═════ Document
# Lucid Dreaming > Dream Control >  >  Multiple False Awakenings

## I Hate Reality

Hello all. Lately I've been trying to work on controlling my dreams better. The other night, though, I had about 15-20 false awakenings. I didn't forget that I was dreaming after most of them though, just towards the end. Has anyone here ever experienced anything like this before? Any tips? Thanks a lot.

----------


## Abstract Fire

The only lucid dream I ever had that was high was during an FA.

From now on we should both do reality tests whenever we wake up.

----------


## Placebo

15 to 20 sounds excessive, but yes, I've had multiple false awakenings. It can be quite a strange sensation.
If you do have this quite often, then I suggest using waking as a dream sign.
I'm a bit confused as to what you're asking though - you said you didn't forget you were dreaming through most of them anyway?

----------


## I Hate Reality

> _Originally posted by Placebo_
> *15 to 20 sounds excessive, but yes, I've had multiple false awakenings. It can be quite a strange sensation.
> If you do have this quite often, then I suggest using waking as a dream sign.
> I'm a bit confused as to what you're asking though - you said you didn't forget you were dreaming through most of them anyway?*



Yes, it was literally about 15 times that it happened, but i was still aware after every time, mainly because I was sort of frustrated by it. The very last time I "woke up," I sort of slacked off and went with it. I even saw 3 giant dog/camel type creatures. Perhaps I'm trying too hard.

----------


## Placebo

Hmm I remember having this problem a while back, where I'd have an FA as soon as my LD starts getting decent. I suspect it was my subconscious trying to give me a hard time.
It's also possibly psychosomatic - that I believed my subconscious was supposed to try kick me out  - who knows?
Anyway, I can't say I know what caused it to stop happening. It just eventually did   ::?:

----------


## dream yogi

i haven't had one in years but i used to love them, very fun. the last one i remember had about 3 or 4 of them in a row. in one i had gotten out of bed, showered, dressed and got ready for the day. i called my dog to go out. he came running over to me, past me, and out right through my bedroom wall. that was my first clue. so i stuck my head through the wall just to double check (also i wanted to see where the dog went). yup, still a dream.

----------


## Blizzz

If you have a false awakening and know about it you're lucid.  So just get up out of your bed and continue on with your lucid dream  :smiley:   That's what I do all the time.

----------


## Citrusponge

Last night I had about 6 false awakenings in a row. I managed to 'catch' most of them. For the first one, in the dream I was holding (and eating) a carrot. When I "woke up" I was still holding it. I'm going to experiment with this 'grab an object' method more...

I tried to just get up and try to increase the realism so I could continue the dream... but my room was extremely dark and blurry. I tried to get out to somewhere brighter so I could increase the realism and stop myself waking up. After a barrage of FAs I managed to get to the window and pull up the blind, but all I could see was a blurry mess of green crap. I gave up and let myself awaken (there was one more FA though, I was just lying in my bed thinking I was awake. Then I really woke up).
══════════
*Objective 1:*
From the forum thread on false awakenings, copy the passage starting at "## Citrusponge" and ending at "really woke up).".
*Objective 2:*
Answer these questions from the forum thread on false awakenings:
(a) In the opening post, how many false awakenings does the poster say happened the other night?
(b) In dream yogi's post, what did the dog do that gave the first clue of dreaming?
(c) In Citrusponge's post, what was being held and eaten in the dream that was still in hand after the first false awakening?
*Objective 3:*
Pick up the forum thread on false awakenings after its last sentence and write the next part.
═════ Data extract
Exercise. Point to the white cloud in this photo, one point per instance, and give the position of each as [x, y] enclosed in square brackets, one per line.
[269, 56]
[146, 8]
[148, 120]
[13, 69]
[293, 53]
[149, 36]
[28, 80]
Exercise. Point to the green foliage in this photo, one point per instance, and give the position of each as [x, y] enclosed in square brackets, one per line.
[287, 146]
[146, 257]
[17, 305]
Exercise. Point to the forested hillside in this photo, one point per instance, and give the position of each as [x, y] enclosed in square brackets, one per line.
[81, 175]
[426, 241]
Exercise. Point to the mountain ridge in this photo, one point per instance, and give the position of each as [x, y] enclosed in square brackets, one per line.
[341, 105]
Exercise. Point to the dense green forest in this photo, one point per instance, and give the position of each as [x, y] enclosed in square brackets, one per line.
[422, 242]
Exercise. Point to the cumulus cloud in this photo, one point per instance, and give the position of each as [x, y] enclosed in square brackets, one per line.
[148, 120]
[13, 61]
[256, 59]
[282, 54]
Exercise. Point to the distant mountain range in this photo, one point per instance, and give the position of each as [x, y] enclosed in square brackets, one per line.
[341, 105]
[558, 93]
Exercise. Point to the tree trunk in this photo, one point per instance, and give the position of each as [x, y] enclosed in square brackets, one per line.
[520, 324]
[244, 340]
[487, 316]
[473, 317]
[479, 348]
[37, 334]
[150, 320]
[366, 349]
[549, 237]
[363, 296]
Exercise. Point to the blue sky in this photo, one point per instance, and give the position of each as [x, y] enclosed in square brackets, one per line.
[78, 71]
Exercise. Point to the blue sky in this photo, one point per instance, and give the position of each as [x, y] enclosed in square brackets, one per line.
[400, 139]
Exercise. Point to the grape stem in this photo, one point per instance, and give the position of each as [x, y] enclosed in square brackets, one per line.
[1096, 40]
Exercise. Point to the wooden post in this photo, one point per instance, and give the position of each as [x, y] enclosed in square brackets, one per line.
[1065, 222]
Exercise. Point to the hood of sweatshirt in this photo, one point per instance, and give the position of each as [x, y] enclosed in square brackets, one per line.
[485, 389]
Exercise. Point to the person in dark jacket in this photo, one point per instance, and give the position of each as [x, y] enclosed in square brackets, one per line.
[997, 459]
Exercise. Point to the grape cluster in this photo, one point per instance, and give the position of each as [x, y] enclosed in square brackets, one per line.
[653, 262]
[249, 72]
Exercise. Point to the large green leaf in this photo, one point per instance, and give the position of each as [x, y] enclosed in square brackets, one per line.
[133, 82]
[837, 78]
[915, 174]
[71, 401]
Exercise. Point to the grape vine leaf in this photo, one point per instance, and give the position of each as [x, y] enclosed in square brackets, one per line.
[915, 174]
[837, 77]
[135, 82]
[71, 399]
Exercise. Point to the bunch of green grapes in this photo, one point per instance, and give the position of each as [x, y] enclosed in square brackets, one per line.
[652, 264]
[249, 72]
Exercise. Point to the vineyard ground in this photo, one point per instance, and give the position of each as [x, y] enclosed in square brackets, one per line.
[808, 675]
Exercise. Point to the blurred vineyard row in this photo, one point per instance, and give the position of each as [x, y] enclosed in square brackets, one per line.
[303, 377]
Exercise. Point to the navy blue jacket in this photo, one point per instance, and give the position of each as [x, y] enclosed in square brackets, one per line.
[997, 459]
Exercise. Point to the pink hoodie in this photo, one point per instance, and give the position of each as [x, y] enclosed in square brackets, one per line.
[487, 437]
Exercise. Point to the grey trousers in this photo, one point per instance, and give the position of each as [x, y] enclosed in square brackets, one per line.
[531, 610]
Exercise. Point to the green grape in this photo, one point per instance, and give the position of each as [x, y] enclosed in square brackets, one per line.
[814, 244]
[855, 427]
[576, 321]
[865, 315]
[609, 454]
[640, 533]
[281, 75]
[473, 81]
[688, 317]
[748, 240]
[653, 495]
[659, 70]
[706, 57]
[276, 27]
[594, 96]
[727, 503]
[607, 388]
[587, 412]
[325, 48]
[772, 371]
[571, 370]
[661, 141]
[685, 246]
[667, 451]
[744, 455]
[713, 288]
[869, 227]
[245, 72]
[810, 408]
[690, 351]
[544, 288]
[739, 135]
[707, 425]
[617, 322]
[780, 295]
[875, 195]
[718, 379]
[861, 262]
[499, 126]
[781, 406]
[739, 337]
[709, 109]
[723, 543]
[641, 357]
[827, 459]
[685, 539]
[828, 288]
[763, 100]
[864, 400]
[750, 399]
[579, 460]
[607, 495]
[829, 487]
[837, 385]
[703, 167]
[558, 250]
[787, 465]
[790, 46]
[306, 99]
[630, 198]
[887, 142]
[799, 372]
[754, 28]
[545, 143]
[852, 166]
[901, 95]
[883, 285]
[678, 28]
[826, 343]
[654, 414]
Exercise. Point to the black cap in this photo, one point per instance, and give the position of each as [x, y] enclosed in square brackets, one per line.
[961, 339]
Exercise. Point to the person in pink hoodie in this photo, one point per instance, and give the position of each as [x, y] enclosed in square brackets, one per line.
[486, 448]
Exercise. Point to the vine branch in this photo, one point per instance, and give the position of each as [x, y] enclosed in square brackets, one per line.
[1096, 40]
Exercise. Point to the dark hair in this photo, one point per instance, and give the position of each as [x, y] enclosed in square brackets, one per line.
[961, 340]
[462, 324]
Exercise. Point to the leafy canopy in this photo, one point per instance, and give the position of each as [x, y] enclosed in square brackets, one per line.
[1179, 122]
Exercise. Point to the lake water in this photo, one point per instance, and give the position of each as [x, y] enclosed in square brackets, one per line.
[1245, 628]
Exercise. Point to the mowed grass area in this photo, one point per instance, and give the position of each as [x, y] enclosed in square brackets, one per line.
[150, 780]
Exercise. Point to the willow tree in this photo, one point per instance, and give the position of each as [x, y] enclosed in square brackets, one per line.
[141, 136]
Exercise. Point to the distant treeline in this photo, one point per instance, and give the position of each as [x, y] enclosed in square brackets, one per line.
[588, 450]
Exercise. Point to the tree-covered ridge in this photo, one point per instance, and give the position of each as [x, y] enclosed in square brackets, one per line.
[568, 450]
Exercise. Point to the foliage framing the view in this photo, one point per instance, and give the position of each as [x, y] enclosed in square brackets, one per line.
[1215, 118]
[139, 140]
══════════
*Expected output 1:*
## Citrusponge

Last night I had about 6 false awakenings in a row. I managed to 'catch' most of them. For the first one, in the dream I was holding (and eating) a carrot. When I "woke up" I was still holding it. I'm going to experiment with this 'grab an object' method more...

I tried to just get up and try to increase the realism so I could continue the dream... but my room was extremely dark and blurry. I tried to get out to somewhere brighter so I could increase the realism and stop myself waking up. After a barrage of FAs I managed to get to the window and pull up the blind, but all I could see was a blurry mess of green crap. I gave up and let myself awaken (there was one more FA though, I was just lying in my bed thinking I was awake. Then I really woke up).

*Expected output 2:*
(a) About 15 to 20.
(b) It came running over, past the poster, and out right through the bedroom wall.
(c) A carrot.

*Expected output 3:*
----------


## vic1torious

i experienced something like 5 false awakenings yesterday.   all of them had to do with me hearing my phone ring while i was dreaming, i would falsely awaken, look at the phone and then go back to sleep.  Then finally during one of my lucid dreams the phone rang in the 'actual' dream.  It ran once and then was answered by the guy i was with in the room.  He started to talk, but the phone kept ringing.  Then I awoke into real life and saw that my roommate had picked up the phone and started to talk on it.

...quite strange indeed

----------


## Leo Volont

This is the point at which many Dreamers decide to go to War against their own Minds.

You see, what is happening here is that your Dream Mind has discovered that you are using Lucidity in order to circumvent the true utlility and purposes of your Dreaming.  In order to protect the True Mission of Dreaming, your Dreams have set up for the favorite tactic for throwing Lucid Dreamers off the scent, that is, for luring Lucid Dreamers back into ordinary Dreaming.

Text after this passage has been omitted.